Research digest: Easy to digest updates on articles published in high impact journals.
Obstructive sleep apnoea (OSA) is a disorder characterised by repeated episodes of absent (apnoeic) or decreased (hypopnoeic) inspiratory airflow during sleep. The main mechanism behind this is that during sleep the pharyngeal muscle loses tone and so the throats airspace narrows. The tongue also loses tone and while lying back in bed, can fall into the remaining airspace pulled by gravity causing complete or partial obstructions. This invariably leads to snoring, and indeed many patients that do snore may have undiagnosed OSA!
These apnoeic and hypopnoeic events lead to recurrent drops in oxygen saturation and this predisposes the individual to an array of serious health risks including hypertension, heart attacks and strokes, decreased vigilance and road traffic accidents, and a seriously decreased quality of life with mood disorders. These patients have a disrupted sleep-wake cycle and are excessively sleepy during the day which is frustrating and upsetting to them.

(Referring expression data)

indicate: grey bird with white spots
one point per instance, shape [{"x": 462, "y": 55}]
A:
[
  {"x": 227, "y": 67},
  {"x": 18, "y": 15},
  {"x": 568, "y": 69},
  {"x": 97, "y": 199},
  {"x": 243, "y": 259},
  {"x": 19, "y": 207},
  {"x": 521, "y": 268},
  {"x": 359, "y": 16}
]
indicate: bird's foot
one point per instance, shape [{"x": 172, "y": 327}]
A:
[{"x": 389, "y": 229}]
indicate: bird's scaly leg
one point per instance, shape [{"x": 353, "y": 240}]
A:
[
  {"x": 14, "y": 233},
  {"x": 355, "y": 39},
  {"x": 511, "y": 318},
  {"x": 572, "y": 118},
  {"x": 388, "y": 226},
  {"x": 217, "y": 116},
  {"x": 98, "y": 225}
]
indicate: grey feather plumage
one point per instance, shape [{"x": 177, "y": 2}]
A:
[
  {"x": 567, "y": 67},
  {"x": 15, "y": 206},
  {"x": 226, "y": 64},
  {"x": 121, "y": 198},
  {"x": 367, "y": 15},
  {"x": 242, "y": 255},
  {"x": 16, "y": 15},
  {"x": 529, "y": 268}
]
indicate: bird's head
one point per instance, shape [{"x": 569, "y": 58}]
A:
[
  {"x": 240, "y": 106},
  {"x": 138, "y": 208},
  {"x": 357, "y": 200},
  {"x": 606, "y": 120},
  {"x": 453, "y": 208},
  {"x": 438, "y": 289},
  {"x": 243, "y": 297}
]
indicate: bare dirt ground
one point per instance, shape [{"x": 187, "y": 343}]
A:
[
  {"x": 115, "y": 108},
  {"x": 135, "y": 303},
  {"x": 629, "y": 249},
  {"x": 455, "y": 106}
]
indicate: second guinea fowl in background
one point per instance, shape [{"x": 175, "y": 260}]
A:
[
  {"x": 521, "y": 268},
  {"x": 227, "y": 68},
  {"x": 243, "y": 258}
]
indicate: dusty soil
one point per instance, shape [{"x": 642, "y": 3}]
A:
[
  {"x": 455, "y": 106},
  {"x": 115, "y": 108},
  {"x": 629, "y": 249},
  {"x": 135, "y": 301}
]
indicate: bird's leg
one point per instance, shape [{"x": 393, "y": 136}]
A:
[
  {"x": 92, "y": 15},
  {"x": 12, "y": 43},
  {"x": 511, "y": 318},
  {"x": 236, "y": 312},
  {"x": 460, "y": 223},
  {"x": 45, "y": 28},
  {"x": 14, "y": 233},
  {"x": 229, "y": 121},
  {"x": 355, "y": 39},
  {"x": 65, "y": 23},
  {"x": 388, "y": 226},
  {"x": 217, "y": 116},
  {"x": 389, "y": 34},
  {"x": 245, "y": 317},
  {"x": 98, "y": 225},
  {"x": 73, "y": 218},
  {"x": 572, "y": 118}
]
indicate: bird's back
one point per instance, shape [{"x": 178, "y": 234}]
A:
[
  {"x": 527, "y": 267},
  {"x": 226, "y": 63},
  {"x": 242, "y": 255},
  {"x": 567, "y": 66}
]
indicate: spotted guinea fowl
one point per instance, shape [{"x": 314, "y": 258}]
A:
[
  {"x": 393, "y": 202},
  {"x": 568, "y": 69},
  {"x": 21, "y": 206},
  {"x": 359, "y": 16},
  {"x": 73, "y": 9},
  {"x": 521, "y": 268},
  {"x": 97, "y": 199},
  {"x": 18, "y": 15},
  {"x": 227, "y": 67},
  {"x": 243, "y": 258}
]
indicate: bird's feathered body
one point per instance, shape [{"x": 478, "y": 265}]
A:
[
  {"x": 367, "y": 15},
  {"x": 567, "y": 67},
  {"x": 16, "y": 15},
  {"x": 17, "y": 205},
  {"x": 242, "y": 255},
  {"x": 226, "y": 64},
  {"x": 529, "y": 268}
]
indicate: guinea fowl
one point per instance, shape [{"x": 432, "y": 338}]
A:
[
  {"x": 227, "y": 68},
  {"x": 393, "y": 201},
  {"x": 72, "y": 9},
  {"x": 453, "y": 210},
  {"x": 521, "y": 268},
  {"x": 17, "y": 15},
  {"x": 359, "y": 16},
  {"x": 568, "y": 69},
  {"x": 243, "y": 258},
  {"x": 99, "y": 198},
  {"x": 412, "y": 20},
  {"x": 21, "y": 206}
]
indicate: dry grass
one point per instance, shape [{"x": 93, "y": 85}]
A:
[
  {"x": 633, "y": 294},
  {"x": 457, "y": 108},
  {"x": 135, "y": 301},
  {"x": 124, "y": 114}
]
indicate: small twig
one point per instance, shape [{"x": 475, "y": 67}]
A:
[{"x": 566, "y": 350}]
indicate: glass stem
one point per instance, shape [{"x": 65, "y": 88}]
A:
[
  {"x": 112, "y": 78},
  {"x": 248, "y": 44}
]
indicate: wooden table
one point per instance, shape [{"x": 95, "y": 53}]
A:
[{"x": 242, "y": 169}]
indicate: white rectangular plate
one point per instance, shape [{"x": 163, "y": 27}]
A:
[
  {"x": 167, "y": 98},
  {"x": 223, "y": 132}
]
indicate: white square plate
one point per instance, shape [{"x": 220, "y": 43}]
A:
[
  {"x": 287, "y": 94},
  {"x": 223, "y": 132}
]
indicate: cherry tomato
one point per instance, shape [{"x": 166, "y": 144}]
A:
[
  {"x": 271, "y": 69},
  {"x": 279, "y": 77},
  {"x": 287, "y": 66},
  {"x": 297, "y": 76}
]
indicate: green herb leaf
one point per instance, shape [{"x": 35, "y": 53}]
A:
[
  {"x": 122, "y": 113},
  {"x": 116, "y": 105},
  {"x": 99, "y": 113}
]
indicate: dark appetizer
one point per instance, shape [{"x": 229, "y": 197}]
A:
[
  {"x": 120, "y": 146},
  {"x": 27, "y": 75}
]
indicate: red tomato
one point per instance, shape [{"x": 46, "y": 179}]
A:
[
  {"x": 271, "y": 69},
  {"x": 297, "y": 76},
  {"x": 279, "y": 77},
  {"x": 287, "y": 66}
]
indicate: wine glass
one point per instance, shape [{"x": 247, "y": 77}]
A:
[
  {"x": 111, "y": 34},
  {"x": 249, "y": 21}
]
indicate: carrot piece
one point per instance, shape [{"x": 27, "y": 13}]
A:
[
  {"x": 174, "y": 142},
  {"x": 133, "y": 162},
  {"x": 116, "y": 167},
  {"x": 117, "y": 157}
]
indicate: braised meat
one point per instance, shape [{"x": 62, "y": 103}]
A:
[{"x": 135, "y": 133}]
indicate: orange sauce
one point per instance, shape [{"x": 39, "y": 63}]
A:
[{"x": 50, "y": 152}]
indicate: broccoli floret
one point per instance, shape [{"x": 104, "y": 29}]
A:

Assigned task A — In the research digest on obstructive sleep apnoea, reproduce the passage from "These apnoeic and" up to and including "upsetting to them.", substituting "myocardial infarctions" for "heart attacks".
Assigned task B — Summarize the research digest on obstructive sleep apnoea in two sentences.

Written solution A —
These apnoeic and hypopnoeic events lead to recurrent drops in oxygen saturation and this predisposes the individual to an array of serious health risks including hypertension, myocardial infarctions and strokes, decreased vigilance and road traffic accidents, and a seriously decreased quality of life with mood disorders. These patients have a disrupted sleep-wake cycle and are excessively sleepy during the day which is frustrating and upsetting to them.

Written solution B — Obstructive sleep apnoea is a disorder of repeated episodes of absent or reduced inspiratory airflow during sleep, mainly because the pharyngeal muscle and tongue lose tone and obstruct the airway, which leads to snoring. The resulting drops in oxygen saturation predispose patients to hypertension, heart attacks, strokes, decreased vigilance, road traffic accidents, mood disorders, a disrupted sleep-wake cycle and excessive daytime sleepiness.